The Royal New Zealand Navy Band is the musical arm of the Royal New Zealand Navy, serving its musical needs from its headquarters at HMNZS Philomel on Devonport Naval Base, North Shore City, Auckland.

It is a 32-member band that consists of the following ensembles:

Concert Band
Parade Band
Big Band
Jazz Combo
Rock Band
Brass Quintet/Brass Ensemble
Saxophone Quartet
Dixie Band
RNZN Pipes and Drums (club)

History

History of New Zealand Navy Bands
Bands from the Royal Marines have served with the RNZN for over 36 years, with the first band arriving for service with the New Zealand Division of the Royal Navy aboard the HMS Dunedin in 1924. They often also served in military police roled when off duty. During most of the Second World War, the HMS Achilles and HMS Leander maintained marine bands with twelve men each. By 1944, with the decommissioning of Leander from RNZN service and Achilles in refit, only one ship contained a band, with the one it had consisting of fifteen musicians from the RM. Post-1945 there was one Royal Marine detachment and band that served aboard the cruiser HMNZS Bellona that arrived in 1946 for service.

RNZN Band
The detachment left on 27 November 1951, but the band remained in New Zealand to serve as the official RNZN band, being was elevated to the status of a class A band under the command of a commissioned bandmaster the following year. In 1953 the band was transferred to HMNZS Philomel from Bellona and was designated as the New Zealand Station Royal Marines Band under the command of the Naval Officer in Charge, Auckland, becoming the representative band of the RNZN instead of a single ship. Duties included participating in a full-scale version of The Mikado staged by HMNZS Irrirangi, concerts around New Zealand, and the 1953 Presentation of the Queen's Colour of the RNZN by Queen Elizabeth II. During the 1953-54 Royal Tour of New Zealand, the band was posted to the cruiser HMNZS Black Prince that accompanied the Royal Yacht. In 1959 approval was given for the formation of the RNZN Band by the Naval Board to replace the New Zealand Division Marine Band when their service in the country ended. On 20 March 1960, a service was held for the band at the Chapel of St Christopher. A plaque of the crest of the City of Auckland was presented to the bandmaster Lieutenant C.G. McLean. The band was formally discharged from New Zealand service on 6 April 1960. In 2012, it was one of three bands spared in the government cutback on military bands.
___
*Tasks and exercises*.
A - Answer these questions from the passage on the Royal New Zealand Navy Band:
(i) Where is the band's headquarters?
(ii) Aboard which ship did the first Royal Marines band arrive in 1924?
(iii) On what date was the band formally discharged from New Zealand service?
B - Proceed with the passage on the Royal New Zealand Navy Band, writing on from its final sentence.

*Dataset rows*.
___
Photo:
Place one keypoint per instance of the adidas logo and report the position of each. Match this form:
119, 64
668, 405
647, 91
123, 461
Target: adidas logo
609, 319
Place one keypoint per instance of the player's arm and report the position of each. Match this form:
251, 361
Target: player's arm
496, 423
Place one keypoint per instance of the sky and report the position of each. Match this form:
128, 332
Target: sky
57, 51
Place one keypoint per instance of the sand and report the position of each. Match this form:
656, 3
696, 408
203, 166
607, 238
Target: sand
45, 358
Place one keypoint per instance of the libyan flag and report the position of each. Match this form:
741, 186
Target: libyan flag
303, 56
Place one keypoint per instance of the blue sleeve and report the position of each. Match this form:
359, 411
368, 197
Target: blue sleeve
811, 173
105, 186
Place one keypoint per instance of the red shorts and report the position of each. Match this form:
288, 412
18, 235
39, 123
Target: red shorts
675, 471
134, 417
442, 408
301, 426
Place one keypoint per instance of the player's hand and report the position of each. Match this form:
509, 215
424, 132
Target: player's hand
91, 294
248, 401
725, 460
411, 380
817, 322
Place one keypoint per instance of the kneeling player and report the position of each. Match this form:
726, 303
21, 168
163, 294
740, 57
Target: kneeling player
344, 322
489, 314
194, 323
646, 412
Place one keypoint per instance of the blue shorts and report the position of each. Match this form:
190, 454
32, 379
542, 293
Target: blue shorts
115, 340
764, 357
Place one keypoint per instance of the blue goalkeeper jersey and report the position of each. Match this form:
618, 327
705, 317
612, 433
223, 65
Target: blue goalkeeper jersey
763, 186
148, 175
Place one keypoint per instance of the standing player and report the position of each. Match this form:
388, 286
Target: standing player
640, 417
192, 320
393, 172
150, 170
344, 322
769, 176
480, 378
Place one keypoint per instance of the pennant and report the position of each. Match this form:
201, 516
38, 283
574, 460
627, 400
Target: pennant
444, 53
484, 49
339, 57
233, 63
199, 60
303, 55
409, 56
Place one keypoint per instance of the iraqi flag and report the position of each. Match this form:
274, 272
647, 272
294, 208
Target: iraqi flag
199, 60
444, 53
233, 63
___
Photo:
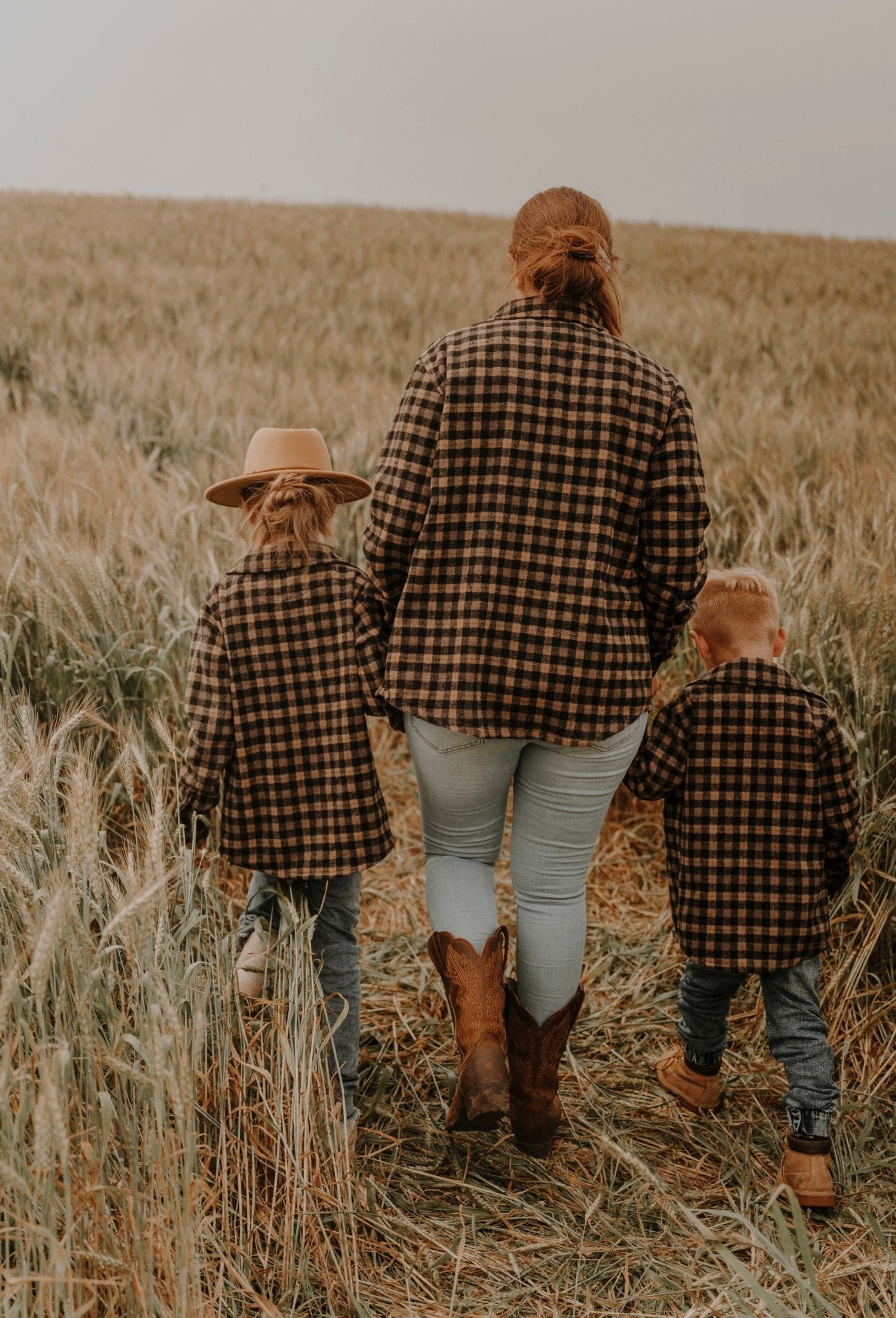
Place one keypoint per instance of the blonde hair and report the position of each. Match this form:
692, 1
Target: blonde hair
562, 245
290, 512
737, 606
___
*Responses for each task*.
A -
(i) HMNZS Philomel on Devonport Naval Base, North Shore City, Auckland
(ii) HMS Dunedin
(iii) 6 April 1960

B -
The band today

The band maintains a regular schedule of public duties in Auckland, the largest city in the country. Its rehearsal space at HMNZS Philonel is known as the "Narrow Neck". The band has toured and performed at concerts and military tattoos in countries such as South Korea, Japan, Tonga, Canada, the United Kingdom, and the United States.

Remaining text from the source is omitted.